*Source records*:
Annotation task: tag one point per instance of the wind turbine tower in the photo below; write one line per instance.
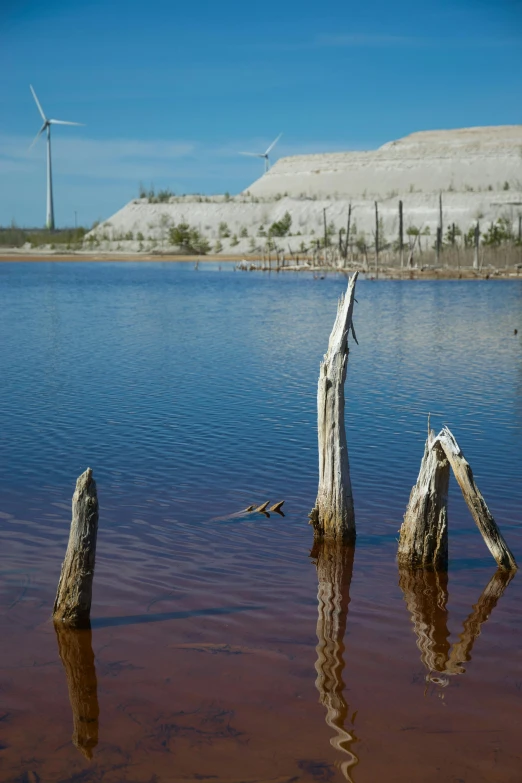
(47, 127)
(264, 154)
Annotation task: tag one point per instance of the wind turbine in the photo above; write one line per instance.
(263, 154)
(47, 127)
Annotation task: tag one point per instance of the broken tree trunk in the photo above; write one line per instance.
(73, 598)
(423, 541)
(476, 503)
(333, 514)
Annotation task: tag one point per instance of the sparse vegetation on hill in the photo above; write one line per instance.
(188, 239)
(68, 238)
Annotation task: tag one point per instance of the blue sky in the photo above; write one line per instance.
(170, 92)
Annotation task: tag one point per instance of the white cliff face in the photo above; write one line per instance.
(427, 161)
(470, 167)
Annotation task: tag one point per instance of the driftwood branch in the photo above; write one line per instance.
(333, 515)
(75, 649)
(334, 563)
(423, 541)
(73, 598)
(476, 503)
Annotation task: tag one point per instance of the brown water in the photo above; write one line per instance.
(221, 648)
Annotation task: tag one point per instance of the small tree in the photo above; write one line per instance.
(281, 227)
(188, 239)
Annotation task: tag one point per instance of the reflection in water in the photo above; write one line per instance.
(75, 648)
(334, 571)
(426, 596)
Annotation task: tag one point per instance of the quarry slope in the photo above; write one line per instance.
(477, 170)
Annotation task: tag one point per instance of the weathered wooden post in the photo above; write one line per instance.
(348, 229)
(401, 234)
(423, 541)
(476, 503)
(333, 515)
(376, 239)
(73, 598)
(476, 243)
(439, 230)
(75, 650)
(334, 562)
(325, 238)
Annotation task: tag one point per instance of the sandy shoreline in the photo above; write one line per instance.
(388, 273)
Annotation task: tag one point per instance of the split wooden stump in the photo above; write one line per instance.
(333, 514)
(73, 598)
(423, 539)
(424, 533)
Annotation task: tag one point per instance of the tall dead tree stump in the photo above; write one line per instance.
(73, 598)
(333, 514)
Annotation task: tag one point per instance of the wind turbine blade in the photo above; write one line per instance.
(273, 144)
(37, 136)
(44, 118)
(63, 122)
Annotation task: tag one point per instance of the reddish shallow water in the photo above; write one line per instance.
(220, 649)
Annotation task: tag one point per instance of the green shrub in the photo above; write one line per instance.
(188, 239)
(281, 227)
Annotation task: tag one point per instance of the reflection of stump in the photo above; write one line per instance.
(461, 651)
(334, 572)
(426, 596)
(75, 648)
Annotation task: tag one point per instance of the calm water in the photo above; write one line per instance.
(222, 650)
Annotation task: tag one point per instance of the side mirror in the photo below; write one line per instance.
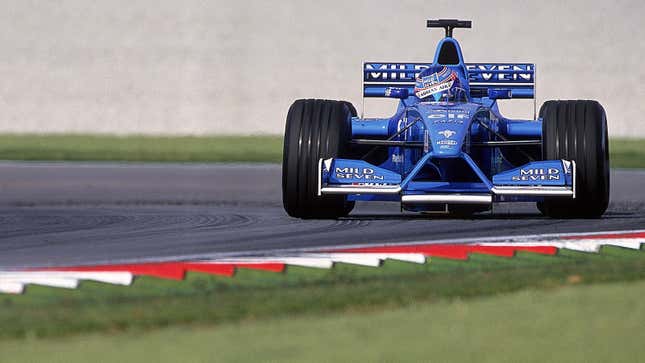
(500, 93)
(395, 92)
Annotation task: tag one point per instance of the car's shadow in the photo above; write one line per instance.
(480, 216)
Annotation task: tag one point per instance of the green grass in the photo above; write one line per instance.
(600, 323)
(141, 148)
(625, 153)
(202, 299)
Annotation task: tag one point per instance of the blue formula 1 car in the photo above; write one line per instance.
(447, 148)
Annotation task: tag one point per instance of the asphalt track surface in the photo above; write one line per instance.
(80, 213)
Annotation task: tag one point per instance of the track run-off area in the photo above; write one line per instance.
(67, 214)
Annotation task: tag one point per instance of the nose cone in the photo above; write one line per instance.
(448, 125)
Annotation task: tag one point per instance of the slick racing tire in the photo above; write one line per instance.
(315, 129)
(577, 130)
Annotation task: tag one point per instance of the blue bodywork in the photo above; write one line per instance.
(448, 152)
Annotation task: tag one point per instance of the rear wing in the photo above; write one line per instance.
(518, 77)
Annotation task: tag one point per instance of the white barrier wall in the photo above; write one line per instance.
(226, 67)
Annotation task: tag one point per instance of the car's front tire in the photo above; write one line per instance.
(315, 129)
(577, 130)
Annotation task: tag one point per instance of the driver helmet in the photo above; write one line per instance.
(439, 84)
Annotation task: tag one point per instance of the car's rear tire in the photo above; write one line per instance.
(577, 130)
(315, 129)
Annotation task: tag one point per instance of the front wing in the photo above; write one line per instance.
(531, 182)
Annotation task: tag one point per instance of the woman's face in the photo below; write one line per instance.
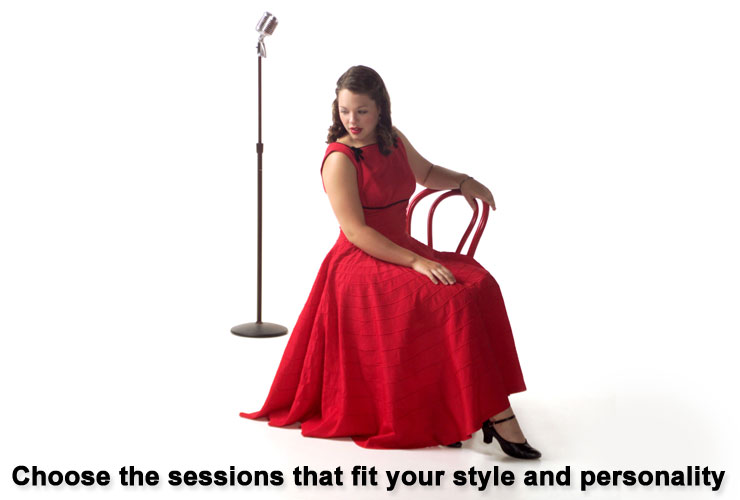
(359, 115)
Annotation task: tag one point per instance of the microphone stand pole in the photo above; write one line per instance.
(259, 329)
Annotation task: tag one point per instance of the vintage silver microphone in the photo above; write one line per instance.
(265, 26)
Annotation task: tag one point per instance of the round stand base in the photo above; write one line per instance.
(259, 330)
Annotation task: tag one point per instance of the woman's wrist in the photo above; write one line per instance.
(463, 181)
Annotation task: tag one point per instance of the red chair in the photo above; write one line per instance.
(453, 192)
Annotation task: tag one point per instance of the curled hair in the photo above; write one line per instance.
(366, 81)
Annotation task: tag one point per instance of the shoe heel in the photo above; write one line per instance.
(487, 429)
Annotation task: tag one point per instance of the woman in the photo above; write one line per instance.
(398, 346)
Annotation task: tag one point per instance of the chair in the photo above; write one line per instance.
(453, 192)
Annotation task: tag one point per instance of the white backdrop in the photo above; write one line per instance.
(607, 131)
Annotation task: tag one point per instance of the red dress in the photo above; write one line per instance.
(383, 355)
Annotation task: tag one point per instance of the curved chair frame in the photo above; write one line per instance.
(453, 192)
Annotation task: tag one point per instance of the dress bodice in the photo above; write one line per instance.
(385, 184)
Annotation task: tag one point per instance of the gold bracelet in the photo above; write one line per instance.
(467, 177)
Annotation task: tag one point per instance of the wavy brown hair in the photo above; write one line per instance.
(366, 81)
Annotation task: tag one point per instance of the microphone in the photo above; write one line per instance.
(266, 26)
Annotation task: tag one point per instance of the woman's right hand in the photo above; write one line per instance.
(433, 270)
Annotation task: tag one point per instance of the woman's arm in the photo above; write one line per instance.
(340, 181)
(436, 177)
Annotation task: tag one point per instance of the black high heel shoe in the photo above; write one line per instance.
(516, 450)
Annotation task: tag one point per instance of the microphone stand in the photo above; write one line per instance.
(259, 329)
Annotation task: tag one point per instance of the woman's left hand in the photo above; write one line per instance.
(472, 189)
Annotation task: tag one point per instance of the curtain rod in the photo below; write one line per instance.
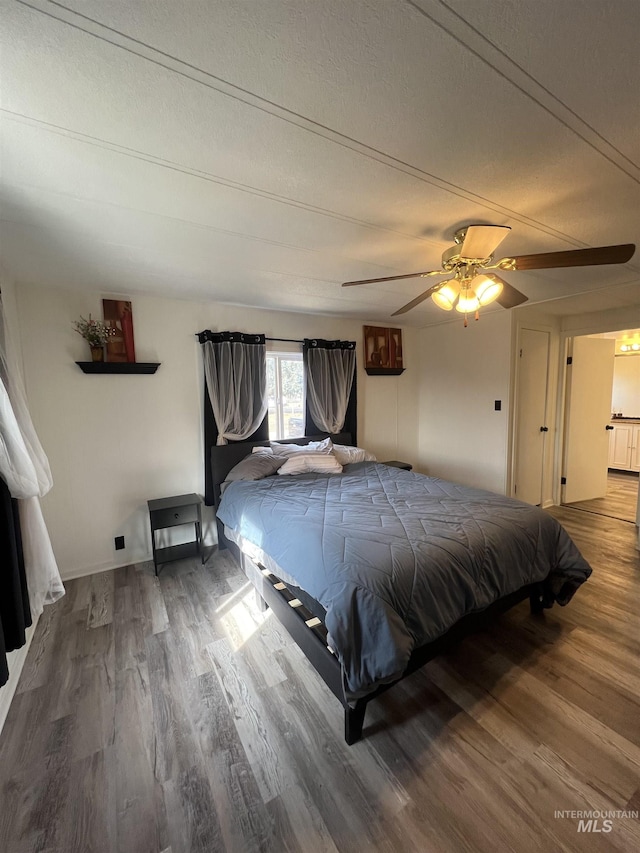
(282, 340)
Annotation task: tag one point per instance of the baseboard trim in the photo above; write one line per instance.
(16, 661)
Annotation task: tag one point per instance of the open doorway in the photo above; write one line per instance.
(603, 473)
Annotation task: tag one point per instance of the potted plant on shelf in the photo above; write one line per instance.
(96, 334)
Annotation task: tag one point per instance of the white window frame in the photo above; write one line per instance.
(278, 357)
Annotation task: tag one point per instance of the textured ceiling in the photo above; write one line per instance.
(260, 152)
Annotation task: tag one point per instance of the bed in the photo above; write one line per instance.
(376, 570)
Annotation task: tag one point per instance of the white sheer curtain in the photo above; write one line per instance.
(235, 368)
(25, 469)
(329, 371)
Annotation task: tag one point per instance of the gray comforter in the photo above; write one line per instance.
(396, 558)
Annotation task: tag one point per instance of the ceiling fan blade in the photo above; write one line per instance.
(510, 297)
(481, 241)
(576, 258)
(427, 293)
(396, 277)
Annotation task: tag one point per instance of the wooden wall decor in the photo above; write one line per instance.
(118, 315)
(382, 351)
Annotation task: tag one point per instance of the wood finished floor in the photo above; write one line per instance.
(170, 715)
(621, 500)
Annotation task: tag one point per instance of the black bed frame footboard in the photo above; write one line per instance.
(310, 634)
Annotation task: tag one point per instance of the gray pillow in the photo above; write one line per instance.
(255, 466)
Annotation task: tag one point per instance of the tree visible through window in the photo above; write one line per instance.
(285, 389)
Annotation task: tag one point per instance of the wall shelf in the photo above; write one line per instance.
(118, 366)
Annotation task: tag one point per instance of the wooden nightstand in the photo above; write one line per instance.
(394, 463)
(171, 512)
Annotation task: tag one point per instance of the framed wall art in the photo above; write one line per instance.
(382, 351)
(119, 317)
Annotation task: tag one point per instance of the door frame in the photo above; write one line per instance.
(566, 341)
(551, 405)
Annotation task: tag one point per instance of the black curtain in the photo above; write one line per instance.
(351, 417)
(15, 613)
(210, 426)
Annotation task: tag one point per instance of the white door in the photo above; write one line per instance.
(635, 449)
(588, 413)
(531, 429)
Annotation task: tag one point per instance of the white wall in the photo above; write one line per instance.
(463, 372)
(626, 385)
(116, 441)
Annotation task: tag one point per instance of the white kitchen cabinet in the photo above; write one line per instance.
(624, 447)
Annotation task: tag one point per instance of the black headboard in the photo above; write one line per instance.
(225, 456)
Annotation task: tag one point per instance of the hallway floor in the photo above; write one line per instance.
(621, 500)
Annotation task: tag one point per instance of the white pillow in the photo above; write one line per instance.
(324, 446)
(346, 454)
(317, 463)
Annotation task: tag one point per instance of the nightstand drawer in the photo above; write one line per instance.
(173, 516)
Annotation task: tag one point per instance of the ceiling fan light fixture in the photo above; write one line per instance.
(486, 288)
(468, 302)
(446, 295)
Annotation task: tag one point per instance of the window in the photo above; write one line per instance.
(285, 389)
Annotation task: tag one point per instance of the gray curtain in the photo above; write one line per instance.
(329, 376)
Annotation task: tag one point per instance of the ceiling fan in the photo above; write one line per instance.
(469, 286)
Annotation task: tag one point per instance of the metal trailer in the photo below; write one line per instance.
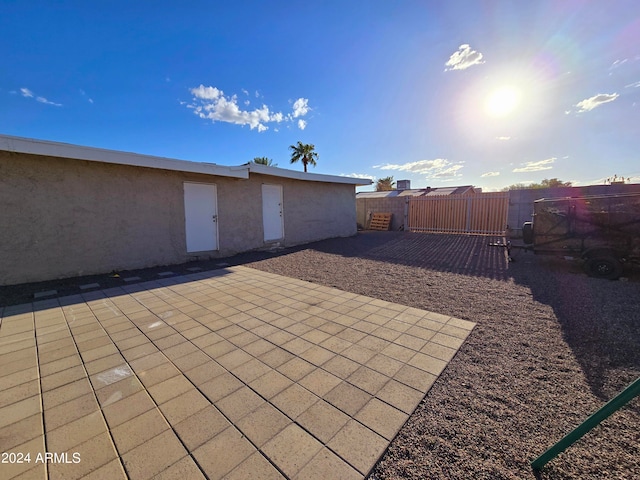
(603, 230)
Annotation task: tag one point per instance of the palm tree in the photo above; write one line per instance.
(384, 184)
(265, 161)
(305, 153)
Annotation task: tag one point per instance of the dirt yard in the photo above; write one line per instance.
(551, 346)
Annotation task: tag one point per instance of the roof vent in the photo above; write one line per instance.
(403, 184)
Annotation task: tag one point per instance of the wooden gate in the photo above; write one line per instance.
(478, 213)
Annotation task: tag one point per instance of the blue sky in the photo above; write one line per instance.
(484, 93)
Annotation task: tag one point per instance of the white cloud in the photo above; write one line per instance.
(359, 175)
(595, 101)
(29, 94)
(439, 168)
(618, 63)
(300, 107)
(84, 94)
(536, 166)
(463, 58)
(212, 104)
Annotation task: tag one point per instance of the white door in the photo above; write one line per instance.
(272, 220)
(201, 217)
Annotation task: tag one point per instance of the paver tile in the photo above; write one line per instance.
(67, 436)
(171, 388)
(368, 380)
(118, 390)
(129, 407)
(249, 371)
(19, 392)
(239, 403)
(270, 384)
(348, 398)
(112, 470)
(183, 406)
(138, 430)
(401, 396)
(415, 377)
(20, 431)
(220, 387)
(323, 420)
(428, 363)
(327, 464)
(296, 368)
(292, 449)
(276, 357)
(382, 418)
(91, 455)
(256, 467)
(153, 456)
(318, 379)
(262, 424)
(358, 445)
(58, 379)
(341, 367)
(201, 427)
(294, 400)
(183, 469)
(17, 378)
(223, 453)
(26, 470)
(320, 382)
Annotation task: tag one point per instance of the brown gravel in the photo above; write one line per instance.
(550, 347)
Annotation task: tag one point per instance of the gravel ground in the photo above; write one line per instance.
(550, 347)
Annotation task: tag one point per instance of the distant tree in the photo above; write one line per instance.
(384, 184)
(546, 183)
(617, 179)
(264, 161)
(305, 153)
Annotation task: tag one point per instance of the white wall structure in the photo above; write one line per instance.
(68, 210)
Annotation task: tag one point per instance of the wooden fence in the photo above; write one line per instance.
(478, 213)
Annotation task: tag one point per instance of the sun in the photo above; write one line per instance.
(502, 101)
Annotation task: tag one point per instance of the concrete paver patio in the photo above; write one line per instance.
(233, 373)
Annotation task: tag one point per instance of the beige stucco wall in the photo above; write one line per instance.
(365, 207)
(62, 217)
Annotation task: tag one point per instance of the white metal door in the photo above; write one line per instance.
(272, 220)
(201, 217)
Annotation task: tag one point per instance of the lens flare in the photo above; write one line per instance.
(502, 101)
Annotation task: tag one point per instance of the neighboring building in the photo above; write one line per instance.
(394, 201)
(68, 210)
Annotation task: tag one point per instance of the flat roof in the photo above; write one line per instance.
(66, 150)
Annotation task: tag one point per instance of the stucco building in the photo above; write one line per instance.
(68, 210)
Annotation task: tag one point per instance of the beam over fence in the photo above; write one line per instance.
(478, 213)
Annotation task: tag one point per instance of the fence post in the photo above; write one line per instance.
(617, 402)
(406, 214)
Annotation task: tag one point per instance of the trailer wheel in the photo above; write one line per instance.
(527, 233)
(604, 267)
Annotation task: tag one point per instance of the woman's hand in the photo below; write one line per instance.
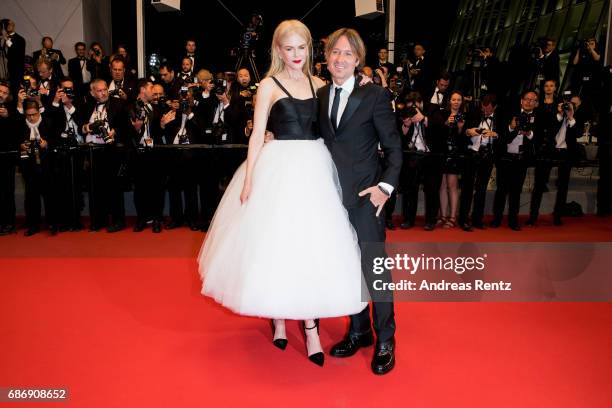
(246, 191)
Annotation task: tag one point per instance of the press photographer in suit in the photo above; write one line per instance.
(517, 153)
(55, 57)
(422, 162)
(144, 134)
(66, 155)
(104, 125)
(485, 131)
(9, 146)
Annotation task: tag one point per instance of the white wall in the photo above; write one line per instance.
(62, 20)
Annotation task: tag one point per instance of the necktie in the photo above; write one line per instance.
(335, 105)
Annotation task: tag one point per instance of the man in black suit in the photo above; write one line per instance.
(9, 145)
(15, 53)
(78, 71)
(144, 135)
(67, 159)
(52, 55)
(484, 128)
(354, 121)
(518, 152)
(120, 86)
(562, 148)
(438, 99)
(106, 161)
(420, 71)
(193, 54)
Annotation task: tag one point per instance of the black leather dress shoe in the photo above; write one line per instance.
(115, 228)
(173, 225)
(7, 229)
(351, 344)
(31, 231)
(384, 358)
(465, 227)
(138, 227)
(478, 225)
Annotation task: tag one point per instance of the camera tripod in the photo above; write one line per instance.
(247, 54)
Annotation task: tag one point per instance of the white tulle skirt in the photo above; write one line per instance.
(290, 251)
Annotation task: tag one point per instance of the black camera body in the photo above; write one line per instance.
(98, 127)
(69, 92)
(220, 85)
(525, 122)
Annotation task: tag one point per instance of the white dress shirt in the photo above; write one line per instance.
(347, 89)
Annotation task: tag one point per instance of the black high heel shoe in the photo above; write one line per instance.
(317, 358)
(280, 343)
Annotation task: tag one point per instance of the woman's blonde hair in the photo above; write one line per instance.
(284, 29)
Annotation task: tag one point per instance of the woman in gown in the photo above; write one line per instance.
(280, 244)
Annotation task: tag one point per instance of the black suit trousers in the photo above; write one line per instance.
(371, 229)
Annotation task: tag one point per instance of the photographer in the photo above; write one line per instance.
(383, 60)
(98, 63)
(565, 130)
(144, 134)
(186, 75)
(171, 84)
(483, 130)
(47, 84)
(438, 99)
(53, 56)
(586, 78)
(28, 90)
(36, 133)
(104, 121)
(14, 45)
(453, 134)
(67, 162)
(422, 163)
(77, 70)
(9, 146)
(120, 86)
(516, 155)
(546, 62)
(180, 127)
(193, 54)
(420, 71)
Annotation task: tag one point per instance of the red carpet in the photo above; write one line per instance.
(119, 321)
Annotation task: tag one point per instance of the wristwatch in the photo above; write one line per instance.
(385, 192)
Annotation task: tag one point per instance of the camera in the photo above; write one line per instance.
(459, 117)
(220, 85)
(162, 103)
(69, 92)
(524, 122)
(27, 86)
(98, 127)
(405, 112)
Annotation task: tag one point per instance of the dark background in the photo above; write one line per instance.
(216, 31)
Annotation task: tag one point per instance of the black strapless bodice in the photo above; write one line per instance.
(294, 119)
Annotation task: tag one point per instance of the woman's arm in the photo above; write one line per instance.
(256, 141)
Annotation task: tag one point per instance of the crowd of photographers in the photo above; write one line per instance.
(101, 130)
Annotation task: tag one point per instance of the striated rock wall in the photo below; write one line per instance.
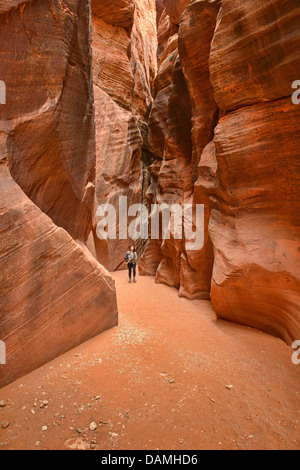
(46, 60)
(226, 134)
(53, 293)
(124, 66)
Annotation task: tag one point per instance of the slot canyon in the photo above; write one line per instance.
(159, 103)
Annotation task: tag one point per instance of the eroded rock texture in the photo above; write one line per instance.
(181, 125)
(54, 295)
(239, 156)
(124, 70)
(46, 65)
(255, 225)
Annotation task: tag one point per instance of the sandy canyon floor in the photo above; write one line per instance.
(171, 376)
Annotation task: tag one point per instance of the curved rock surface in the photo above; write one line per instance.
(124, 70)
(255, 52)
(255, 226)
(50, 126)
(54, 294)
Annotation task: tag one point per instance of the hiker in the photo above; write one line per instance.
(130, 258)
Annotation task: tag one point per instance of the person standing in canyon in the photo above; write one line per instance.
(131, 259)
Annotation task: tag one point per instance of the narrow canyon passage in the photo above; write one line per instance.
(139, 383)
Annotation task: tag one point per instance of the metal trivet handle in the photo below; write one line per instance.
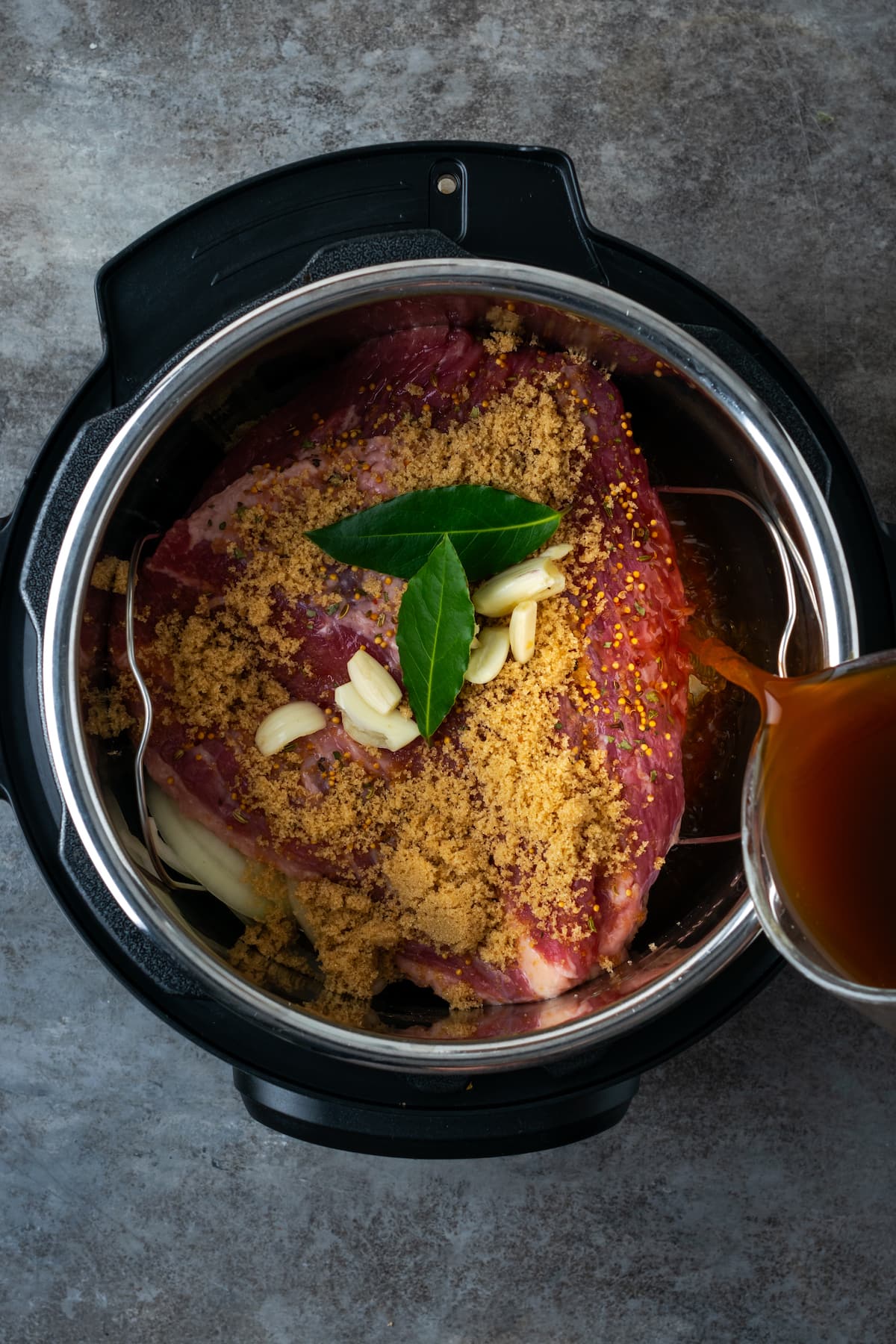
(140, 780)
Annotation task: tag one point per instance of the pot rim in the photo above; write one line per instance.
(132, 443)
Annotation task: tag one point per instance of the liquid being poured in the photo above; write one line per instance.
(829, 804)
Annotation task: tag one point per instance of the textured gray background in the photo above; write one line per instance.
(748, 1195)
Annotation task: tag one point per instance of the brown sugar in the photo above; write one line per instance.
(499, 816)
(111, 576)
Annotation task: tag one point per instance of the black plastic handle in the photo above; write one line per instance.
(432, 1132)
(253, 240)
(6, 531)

*Exercise prompt*:
Copy exactly, and copy nothing else: the lines from the one containing "Annotation task: tag one point per instance of the narrow" through the end of the data, both ends included, with pictures left out.

*Task answer*:
Annotation task: tag one point per instance of the narrow canyon passage in the photo above; write one line per instance.
(139, 383)
Annotation task: tag one point per instance of the metal trivet handle in the photo below; write one line per instance.
(140, 780)
Annotation task: tag one point per instance of the pot rim in the photo above; write one line per instance.
(132, 443)
Annotation task: tag one point per instance of the liquid being poured in the photo above; write one line per instance.
(829, 804)
Annotation task: tag one point per instance of the textured gray background in the photo above; write one line per instance.
(748, 1195)
Annotation task: tag one point per instance of the brown sugar in the photo above; write one line per instance.
(499, 816)
(111, 576)
Annotation task: tag one point per instance of the black plastic handle in the photo above; write one line per instance.
(432, 1132)
(253, 240)
(6, 531)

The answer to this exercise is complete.